--- Records for the task ---

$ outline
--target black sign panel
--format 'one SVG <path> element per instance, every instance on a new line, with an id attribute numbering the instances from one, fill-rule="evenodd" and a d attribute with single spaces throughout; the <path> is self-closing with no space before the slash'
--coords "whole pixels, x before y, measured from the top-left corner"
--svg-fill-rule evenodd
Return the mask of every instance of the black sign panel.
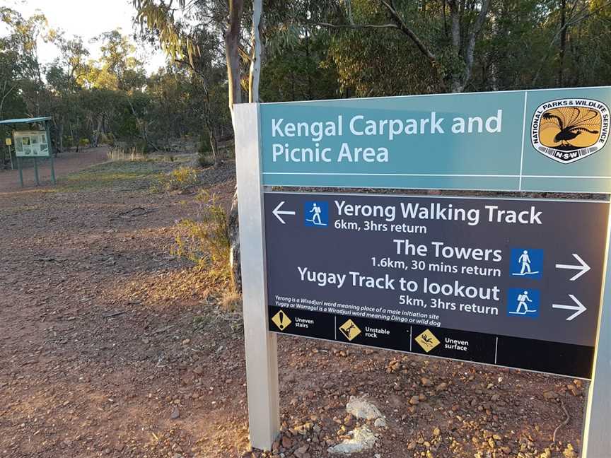
<path id="1" fill-rule="evenodd" d="M 269 330 L 589 378 L 609 204 L 266 193 Z"/>

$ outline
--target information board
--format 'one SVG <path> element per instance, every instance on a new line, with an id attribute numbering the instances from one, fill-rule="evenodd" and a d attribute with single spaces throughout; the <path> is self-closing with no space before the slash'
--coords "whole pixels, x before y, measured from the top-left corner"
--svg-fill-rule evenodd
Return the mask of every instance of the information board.
<path id="1" fill-rule="evenodd" d="M 269 186 L 611 192 L 611 88 L 266 103 Z"/>
<path id="2" fill-rule="evenodd" d="M 270 331 L 590 377 L 607 201 L 264 199 Z"/>
<path id="3" fill-rule="evenodd" d="M 49 142 L 45 131 L 16 131 L 15 153 L 20 158 L 49 156 Z"/>

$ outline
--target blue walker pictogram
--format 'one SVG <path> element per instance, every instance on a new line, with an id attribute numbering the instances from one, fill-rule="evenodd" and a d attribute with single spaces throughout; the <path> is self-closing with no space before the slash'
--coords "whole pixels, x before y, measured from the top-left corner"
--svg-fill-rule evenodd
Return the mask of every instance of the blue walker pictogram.
<path id="1" fill-rule="evenodd" d="M 325 201 L 307 201 L 303 204 L 306 226 L 329 225 L 329 204 Z"/>
<path id="2" fill-rule="evenodd" d="M 507 316 L 538 318 L 539 290 L 510 288 L 507 293 Z"/>
<path id="3" fill-rule="evenodd" d="M 543 250 L 512 248 L 509 271 L 513 276 L 538 280 L 543 275 Z"/>

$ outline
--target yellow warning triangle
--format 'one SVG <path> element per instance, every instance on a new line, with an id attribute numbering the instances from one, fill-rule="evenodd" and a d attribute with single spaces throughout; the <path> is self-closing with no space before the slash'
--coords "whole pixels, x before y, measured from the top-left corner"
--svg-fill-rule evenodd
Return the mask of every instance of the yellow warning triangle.
<path id="1" fill-rule="evenodd" d="M 278 313 L 274 315 L 272 317 L 272 321 L 274 322 L 274 324 L 278 327 L 278 329 L 281 331 L 284 331 L 289 325 L 293 322 L 291 321 L 291 319 L 289 317 L 283 310 L 280 310 Z"/>

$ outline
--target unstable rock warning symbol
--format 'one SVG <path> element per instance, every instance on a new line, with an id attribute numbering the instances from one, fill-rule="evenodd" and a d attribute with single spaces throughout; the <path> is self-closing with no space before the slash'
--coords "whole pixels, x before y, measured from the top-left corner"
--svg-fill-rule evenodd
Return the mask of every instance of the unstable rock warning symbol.
<path id="1" fill-rule="evenodd" d="M 274 324 L 278 327 L 278 329 L 281 331 L 284 331 L 286 329 L 289 325 L 293 322 L 291 321 L 291 319 L 284 312 L 280 310 L 278 313 L 277 313 L 272 318 L 272 321 L 274 322 Z"/>
<path id="2" fill-rule="evenodd" d="M 356 337 L 356 336 L 361 334 L 361 329 L 359 329 L 359 327 L 356 326 L 356 324 L 354 324 L 354 322 L 351 319 L 349 319 L 340 326 L 339 330 L 342 331 L 342 334 L 344 334 L 344 336 L 351 341 L 353 339 Z"/>

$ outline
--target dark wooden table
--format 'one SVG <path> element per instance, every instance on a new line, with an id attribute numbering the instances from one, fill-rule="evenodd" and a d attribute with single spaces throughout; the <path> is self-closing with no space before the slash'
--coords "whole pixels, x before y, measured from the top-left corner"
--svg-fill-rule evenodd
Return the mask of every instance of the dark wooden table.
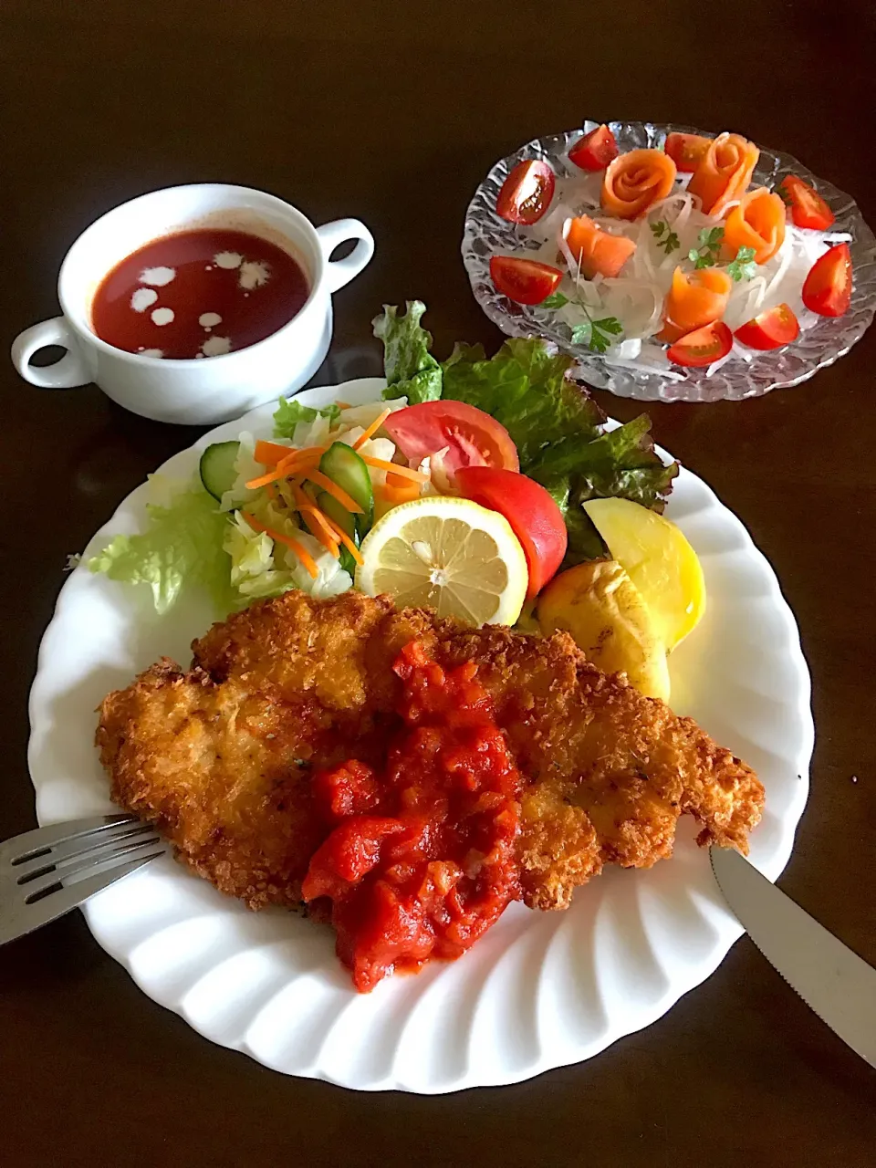
<path id="1" fill-rule="evenodd" d="M 872 20 L 869 0 L 5 0 L 0 335 L 56 313 L 58 263 L 91 220 L 220 179 L 374 231 L 317 383 L 380 371 L 369 321 L 383 301 L 425 299 L 440 355 L 457 339 L 495 346 L 458 255 L 466 202 L 496 158 L 583 116 L 739 130 L 853 192 L 876 223 Z M 748 524 L 797 613 L 818 746 L 781 883 L 876 962 L 875 359 L 872 331 L 797 389 L 651 412 L 659 440 Z M 93 387 L 40 392 L 8 364 L 0 377 L 5 837 L 34 825 L 26 703 L 65 555 L 197 432 Z M 0 953 L 9 1168 L 864 1166 L 875 1103 L 876 1072 L 746 939 L 598 1058 L 432 1099 L 286 1079 L 211 1045 L 145 997 L 79 915 Z"/>

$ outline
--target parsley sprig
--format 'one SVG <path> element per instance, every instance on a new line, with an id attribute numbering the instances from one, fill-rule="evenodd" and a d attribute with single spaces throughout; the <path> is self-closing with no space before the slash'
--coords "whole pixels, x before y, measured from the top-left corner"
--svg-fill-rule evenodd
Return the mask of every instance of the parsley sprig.
<path id="1" fill-rule="evenodd" d="M 739 248 L 736 252 L 736 258 L 726 265 L 726 274 L 736 280 L 736 283 L 739 280 L 750 280 L 756 271 L 757 264 L 755 263 L 753 248 Z"/>
<path id="2" fill-rule="evenodd" d="M 654 234 L 658 248 L 662 248 L 667 256 L 670 256 L 673 251 L 677 251 L 681 246 L 677 235 L 670 230 L 669 224 L 665 220 L 660 220 L 659 223 L 652 223 L 651 230 Z"/>
<path id="3" fill-rule="evenodd" d="M 569 303 L 580 308 L 588 318 L 580 325 L 573 326 L 572 345 L 586 345 L 591 353 L 605 353 L 609 346 L 614 343 L 613 339 L 623 335 L 624 326 L 617 317 L 603 317 L 600 320 L 595 320 L 590 310 L 578 296 L 570 298 L 562 292 L 555 292 L 547 300 L 542 300 L 541 307 L 562 308 Z"/>
<path id="4" fill-rule="evenodd" d="M 691 248 L 688 252 L 688 259 L 694 267 L 714 267 L 718 262 L 723 239 L 723 227 L 704 227 L 696 237 L 698 246 Z"/>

--- Required task ---
Each entry above is to be written out again unchanged, apart from the pictures, which are left out.

--- Solution ---
$ outline
--target black sign panel
--format 'one SVG <path> element per instance, every instance on a new line, with an id attribute numbering the instances from one, fill-rule="evenodd" and a d attribute with single spaces throughout; the <path> is self-closing with no space before the slash'
--coords "whole pixels, x before y, measured from the top-left corner"
--svg-fill-rule evenodd
Return the mask of every instance of the black sign panel.
<path id="1" fill-rule="evenodd" d="M 269 330 L 589 378 L 609 204 L 266 193 Z"/>

$ outline
--target information board
--format 'one SVG <path> element per instance, every instance on a new line, with an id attribute numbering the instances from one, fill-rule="evenodd" and a d attribute with single spaces throughout; the <path> is self-closing with no space before the slash'
--coords "whole pixels, x before y, measured from the top-left corner"
--svg-fill-rule evenodd
Return the mask of every instance of the information board.
<path id="1" fill-rule="evenodd" d="M 269 186 L 611 192 L 611 88 L 266 103 Z"/>
<path id="2" fill-rule="evenodd" d="M 270 331 L 590 377 L 607 201 L 264 199 Z"/>
<path id="3" fill-rule="evenodd" d="M 49 142 L 45 131 L 16 131 L 15 153 L 20 158 L 49 156 Z"/>

$ outline
--target blue walker pictogram
--format 'one SVG <path> element per instance, every instance on a new line, with an id attribute numbering the instances from one, fill-rule="evenodd" and a d attribute with single spaces throughout; the <path> is self-closing with no space before the slash'
--coords "whole pixels, x before y, measured from the top-left corner"
--svg-fill-rule evenodd
Return the mask of every instance of the blue walker pictogram.
<path id="1" fill-rule="evenodd" d="M 325 201 L 307 201 L 303 204 L 306 226 L 329 225 L 329 204 Z"/>
<path id="2" fill-rule="evenodd" d="M 507 316 L 538 318 L 539 290 L 510 288 L 507 293 Z"/>
<path id="3" fill-rule="evenodd" d="M 543 250 L 512 248 L 509 271 L 513 276 L 538 280 L 543 275 Z"/>

$ outline
--target yellow warning triangle
--format 'one SVG <path> element per instance, every instance on a new line, with an id attribute numbering the instances from one, fill-rule="evenodd" and a d attribute with single spaces throughout; the <path> is self-closing with no space before the slash'
--coords "whole pixels, x before y, measured from the top-left corner"
--svg-fill-rule evenodd
Return the mask of every instance of the yellow warning triangle.
<path id="1" fill-rule="evenodd" d="M 278 313 L 274 315 L 272 317 L 272 321 L 274 322 L 274 324 L 278 327 L 278 329 L 281 331 L 284 331 L 289 325 L 293 322 L 291 321 L 291 319 L 289 317 L 283 310 L 280 310 Z"/>

$ outline
--target unstable rock warning symbol
--format 'one SVG <path> element per instance, every instance on a new line, with an id attribute numbering the instances from one, fill-rule="evenodd" and a d attribute with single spaces throughout; the <path> is self-closing with no space before the slash'
--coords "whole pixels, x before y, measured from the top-left corner"
--svg-fill-rule evenodd
Return the mask of every instance of the unstable rock warning symbol.
<path id="1" fill-rule="evenodd" d="M 274 324 L 278 327 L 278 329 L 281 331 L 284 331 L 286 329 L 289 325 L 293 322 L 291 321 L 291 319 L 284 312 L 280 310 L 278 313 L 277 313 L 272 318 L 272 321 L 274 322 Z"/>
<path id="2" fill-rule="evenodd" d="M 356 337 L 356 336 L 361 334 L 361 329 L 359 329 L 359 327 L 356 326 L 356 324 L 354 324 L 354 322 L 351 319 L 349 319 L 340 326 L 339 330 L 342 331 L 342 334 L 344 334 L 344 336 L 351 341 L 353 339 Z"/>

$ outline
--target dark wooden table
--format 'one SVG <path> element per instance, every instance on a new line, with an id attribute numbering the instances from one, fill-rule="evenodd" and a d attribute with single spaces throughout; the <path> is self-closing with no space before the slash'
--coords "whole pixels, x before y, measured from the top-left corner"
--svg-fill-rule evenodd
Return the mask of every instance of the dark wooden table.
<path id="1" fill-rule="evenodd" d="M 872 20 L 869 0 L 5 0 L 0 335 L 56 313 L 58 263 L 91 220 L 220 179 L 374 231 L 317 383 L 380 371 L 369 321 L 383 301 L 425 299 L 440 355 L 457 339 L 495 346 L 458 255 L 466 202 L 496 158 L 583 116 L 739 130 L 853 192 L 876 223 Z M 748 524 L 797 613 L 818 746 L 781 883 L 876 962 L 875 359 L 872 331 L 797 389 L 651 412 L 659 440 Z M 93 387 L 40 392 L 8 364 L 0 377 L 5 837 L 34 825 L 26 703 L 65 555 L 197 432 Z M 0 953 L 9 1168 L 864 1166 L 875 1103 L 876 1072 L 746 939 L 598 1058 L 432 1099 L 286 1079 L 211 1045 L 145 997 L 79 915 Z"/>

$ outline
--target parsley sprig
--format 'one SVG <path> element per instance, every instance on a new line, with an id attribute numbering the instances from one, fill-rule="evenodd" and a d attribute with single spaces throughout; the <path> is self-closing with no space before the slash'
--coords "whole pixels, x before y, measured from the top-left corner"
--svg-fill-rule evenodd
Return the mask of every instance of the parsley sprig.
<path id="1" fill-rule="evenodd" d="M 739 248 L 736 252 L 736 258 L 726 265 L 726 274 L 736 280 L 736 283 L 739 280 L 750 280 L 756 271 L 757 264 L 755 263 L 753 248 Z"/>
<path id="2" fill-rule="evenodd" d="M 654 234 L 658 248 L 662 248 L 667 256 L 670 256 L 673 251 L 677 251 L 681 246 L 677 235 L 670 230 L 669 224 L 665 220 L 660 220 L 659 223 L 652 223 L 651 230 Z"/>
<path id="3" fill-rule="evenodd" d="M 569 303 L 580 308 L 588 318 L 580 325 L 573 326 L 572 345 L 586 345 L 591 353 L 605 353 L 609 346 L 614 343 L 613 339 L 623 335 L 624 326 L 617 317 L 603 317 L 600 320 L 595 320 L 590 310 L 578 296 L 570 298 L 562 292 L 555 292 L 547 300 L 542 300 L 541 307 L 562 308 Z"/>
<path id="4" fill-rule="evenodd" d="M 691 248 L 688 252 L 688 259 L 694 267 L 714 267 L 718 262 L 723 239 L 723 227 L 704 227 L 696 237 L 698 246 Z"/>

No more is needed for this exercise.